══ Supplied data ══
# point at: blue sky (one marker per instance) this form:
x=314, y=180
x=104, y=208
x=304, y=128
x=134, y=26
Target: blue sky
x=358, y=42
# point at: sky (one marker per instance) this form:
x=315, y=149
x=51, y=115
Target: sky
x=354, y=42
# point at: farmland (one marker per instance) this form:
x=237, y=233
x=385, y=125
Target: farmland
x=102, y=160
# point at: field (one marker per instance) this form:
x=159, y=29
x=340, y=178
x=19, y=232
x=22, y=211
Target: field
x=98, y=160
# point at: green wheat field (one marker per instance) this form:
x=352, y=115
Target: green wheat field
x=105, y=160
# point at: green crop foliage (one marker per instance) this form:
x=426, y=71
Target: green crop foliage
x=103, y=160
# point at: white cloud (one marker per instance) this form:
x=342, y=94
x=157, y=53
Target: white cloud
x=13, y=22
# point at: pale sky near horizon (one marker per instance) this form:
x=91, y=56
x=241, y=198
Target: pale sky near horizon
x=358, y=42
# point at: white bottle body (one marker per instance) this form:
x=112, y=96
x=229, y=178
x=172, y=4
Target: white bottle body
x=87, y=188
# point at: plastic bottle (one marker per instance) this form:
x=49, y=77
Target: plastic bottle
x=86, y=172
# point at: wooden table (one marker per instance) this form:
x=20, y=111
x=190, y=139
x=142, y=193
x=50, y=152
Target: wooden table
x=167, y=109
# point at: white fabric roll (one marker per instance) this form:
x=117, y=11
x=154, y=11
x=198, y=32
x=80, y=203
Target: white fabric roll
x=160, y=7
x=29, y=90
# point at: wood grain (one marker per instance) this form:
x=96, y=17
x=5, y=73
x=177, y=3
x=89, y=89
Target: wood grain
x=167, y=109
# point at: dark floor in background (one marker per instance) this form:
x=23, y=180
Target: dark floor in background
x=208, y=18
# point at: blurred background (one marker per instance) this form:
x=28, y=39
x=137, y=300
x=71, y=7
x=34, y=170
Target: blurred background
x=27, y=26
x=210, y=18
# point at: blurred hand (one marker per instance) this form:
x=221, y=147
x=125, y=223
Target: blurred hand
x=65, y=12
═══
→ **Written exercise**
Scale the stretch of the records from the start through the line containing "x=87, y=188", both ends included: copy every line, and multiply only the coordinates in the answers by 2.4, rounding to whole numbers with halves rounded up.

→ **Task answer**
# point at: blue sky (one marker per instance) this form:
x=314, y=180
x=104, y=208
x=304, y=128
x=134, y=26
Target: blue sky
x=859, y=101
# point at: sky (one marker per instance) this form:
x=315, y=149
x=51, y=115
Target: sky
x=850, y=101
# point at: farmland (one marker per instance) this form:
x=237, y=233
x=385, y=125
Target: farmland
x=245, y=384
# point at: field (one marker per instance) this form:
x=159, y=29
x=340, y=178
x=19, y=232
x=22, y=211
Target: field
x=235, y=384
# point at: green wheat field (one marker per instance) this form:
x=352, y=115
Target: green wheat field
x=252, y=384
# point at: green crop foliage (one marker per instance) this form:
x=426, y=71
Target: green crop foliage
x=247, y=384
# point at: white cloud (one marker per instance) this form:
x=342, y=94
x=157, y=53
Target: white cloud
x=31, y=53
# point at: pale sky near horizon (one marker per instance) this form:
x=91, y=56
x=241, y=198
Target: pale sky near horizon
x=859, y=101
# point at: white bottle body (one marker per instance) this form:
x=112, y=96
x=229, y=178
x=172, y=4
Target: white bottle body
x=209, y=451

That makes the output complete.